* Begin *
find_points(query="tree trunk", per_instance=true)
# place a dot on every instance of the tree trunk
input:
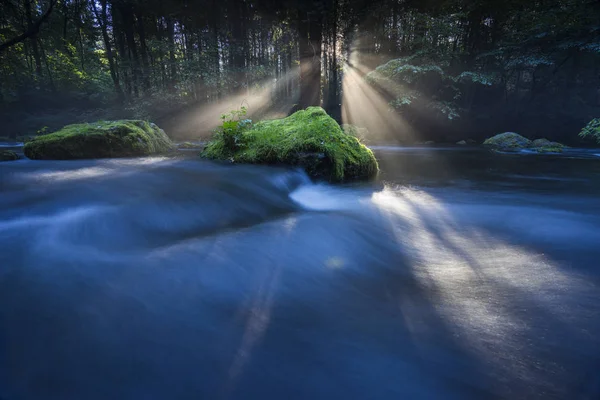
(103, 21)
(34, 41)
(309, 43)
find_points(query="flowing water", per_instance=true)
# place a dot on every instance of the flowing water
(460, 274)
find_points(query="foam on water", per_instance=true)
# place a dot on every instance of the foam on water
(265, 284)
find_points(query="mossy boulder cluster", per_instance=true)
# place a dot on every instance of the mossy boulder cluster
(190, 146)
(591, 130)
(102, 139)
(510, 141)
(309, 138)
(8, 155)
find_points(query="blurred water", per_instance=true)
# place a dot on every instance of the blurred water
(460, 274)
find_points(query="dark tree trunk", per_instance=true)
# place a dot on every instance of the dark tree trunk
(172, 61)
(103, 21)
(143, 50)
(34, 40)
(309, 43)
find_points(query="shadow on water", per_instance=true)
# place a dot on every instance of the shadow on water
(163, 278)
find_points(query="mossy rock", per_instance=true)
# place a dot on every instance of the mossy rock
(591, 130)
(8, 155)
(308, 138)
(362, 134)
(508, 141)
(190, 146)
(546, 146)
(102, 139)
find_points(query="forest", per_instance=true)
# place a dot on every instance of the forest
(407, 70)
(299, 199)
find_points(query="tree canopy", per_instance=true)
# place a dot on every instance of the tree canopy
(467, 67)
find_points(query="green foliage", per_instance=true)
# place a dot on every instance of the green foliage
(102, 139)
(508, 141)
(591, 130)
(8, 155)
(233, 126)
(308, 138)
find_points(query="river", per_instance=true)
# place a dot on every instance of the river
(459, 274)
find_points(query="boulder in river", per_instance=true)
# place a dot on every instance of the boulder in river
(358, 132)
(546, 146)
(508, 141)
(591, 130)
(102, 139)
(309, 138)
(8, 155)
(190, 146)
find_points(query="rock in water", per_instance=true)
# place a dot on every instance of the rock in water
(508, 141)
(546, 146)
(309, 138)
(190, 146)
(102, 139)
(8, 155)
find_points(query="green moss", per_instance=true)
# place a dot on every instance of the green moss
(591, 130)
(546, 146)
(508, 141)
(308, 138)
(102, 139)
(362, 134)
(189, 146)
(8, 155)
* End *
**AIM**
Retype each record exactly as it stands, but do not include the pictures.

**THE SOLUTION**
find_points(query="tree trunk", per_instance=true)
# place a dot on every instance of the tree trunk
input:
(103, 21)
(34, 41)
(309, 43)
find_points(query="flowing water", per_instance=true)
# place a dot on every instance of the flowing water
(460, 274)
find_points(query="foam on water", per_instance=true)
# place a dot on every instance of the foam on water
(265, 284)
find_points(query="mossy boulder cluster", per_instance=true)
# place a dot on every instance of the mossy boulder cluster
(190, 146)
(591, 130)
(102, 139)
(510, 141)
(309, 138)
(8, 155)
find_points(query="blurred water", per_instance=true)
# place a dot on every instance of the blurred water
(460, 274)
find_points(query="dark tree trunk", per_instance=true)
# place a dot on every instance of the dark tree trunk
(172, 61)
(103, 21)
(143, 50)
(34, 40)
(309, 43)
find_points(query="shadow on water", per_instance=true)
# place a dot on every instance of the shadow on water
(163, 278)
find_points(query="mossy rock", per_instance=true)
# place a dot on every instance of the mossy rock
(591, 130)
(8, 155)
(308, 138)
(362, 134)
(508, 141)
(190, 146)
(546, 146)
(102, 139)
find_points(query="forest", per_instance=true)
# place a dot on every instance of the forest
(407, 70)
(299, 199)
find_points(query="tree canopy", per_instance=true)
# place a dot on every instance of the tree canopy
(467, 67)
find_points(query="green foliage", per_instance=true)
# place a dot on every instance of the green foliage
(102, 139)
(508, 141)
(591, 130)
(8, 155)
(233, 126)
(308, 138)
find_points(query="river", per_instance=true)
# place a dot on every instance of the river
(459, 274)
find_points(query="boulder in river", per_instance=true)
# place a dot on every instance of the boulder in river
(358, 132)
(546, 146)
(508, 141)
(591, 130)
(102, 139)
(309, 138)
(8, 155)
(190, 146)
find_points(query="rock in water", per_instance=true)
# place a dot on every instance of the rock in water
(508, 141)
(546, 146)
(309, 138)
(190, 146)
(102, 139)
(8, 155)
find_points(query="green moss", per_instance=true)
# place a dot on every instance of the green moss
(591, 130)
(546, 146)
(508, 141)
(308, 138)
(102, 139)
(362, 134)
(189, 146)
(8, 155)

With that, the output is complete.